_Your task:_ Copy each line exactly. Leave nothing out.

_Supplied entries:_
** Start **
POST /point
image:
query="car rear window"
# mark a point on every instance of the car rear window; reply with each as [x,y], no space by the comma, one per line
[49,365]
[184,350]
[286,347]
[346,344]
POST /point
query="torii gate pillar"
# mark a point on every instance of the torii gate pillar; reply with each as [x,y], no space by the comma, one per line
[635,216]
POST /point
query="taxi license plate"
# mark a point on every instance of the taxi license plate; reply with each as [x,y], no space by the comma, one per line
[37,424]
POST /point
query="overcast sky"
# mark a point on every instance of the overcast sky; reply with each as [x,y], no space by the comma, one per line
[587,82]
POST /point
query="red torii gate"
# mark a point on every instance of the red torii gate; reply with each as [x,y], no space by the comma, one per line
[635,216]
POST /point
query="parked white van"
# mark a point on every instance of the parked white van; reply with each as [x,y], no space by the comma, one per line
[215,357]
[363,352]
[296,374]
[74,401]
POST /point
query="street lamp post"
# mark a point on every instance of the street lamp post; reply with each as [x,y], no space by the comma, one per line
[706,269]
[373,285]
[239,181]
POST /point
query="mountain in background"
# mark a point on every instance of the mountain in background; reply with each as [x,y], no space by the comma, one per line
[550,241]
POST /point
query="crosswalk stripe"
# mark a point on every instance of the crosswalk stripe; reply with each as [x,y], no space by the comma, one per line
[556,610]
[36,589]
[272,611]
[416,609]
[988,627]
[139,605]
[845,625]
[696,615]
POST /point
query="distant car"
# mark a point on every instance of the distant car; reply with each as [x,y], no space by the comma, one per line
** End **
_Completed exercise:_
POST /point
image:
query="car rear window"
# mark a point on every instance of the car rear window; reply with each as [x,y], no space by the comma, one per line
[49,365]
[184,350]
[286,347]
[346,344]
POST /point
query="torii gate pillar"
# mark a point on every instance of the torii gate pillar; reply with each as [x,y], no space by the comma, one per line
[635,216]
POST /point
query="taxi license plate"
# mark a point on every instance of the taxi license plate; reply with each as [x,y], no space by the comma, one per line
[37,424]
POST /point
query="overcast sky"
# mark a point on every instance of the overcast sky; reply with each as [x,y], no space by the comma, one per line
[587,82]
POST /point
query="red torii gate"
# mark a point on every instance of the red torii gate; reply with each as [x,y], no space by the comma, one per line
[635,216]
POST /point
query="parked white van"
# mark a point on every instance of the parked white van; reply with each as [x,y], no space by the comma, one per line
[215,357]
[363,352]
[296,374]
[74,401]
POST /point
query="street lamp post"
# mark a point on every instance of the street lamp post; reply with each as [x,y], no space by the comma, one per line
[706,269]
[373,285]
[239,181]
POST /point
query="mountain in background"
# mark a point on every instance of the mountain in background; reply with each as [x,y], no space by the comma, one per line
[550,241]
POST /point
query="crosswalk stripe"
# mark a point on every instance of the crosswalk stripe; reply with each as [x,y], no space by the comma, one per line
[556,610]
[36,589]
[272,611]
[416,609]
[988,627]
[139,605]
[845,625]
[696,615]
POST /point
query="distant car"
# mark a point on every instance of the distant car; reply with each as [x,y], no space by the comma, one per line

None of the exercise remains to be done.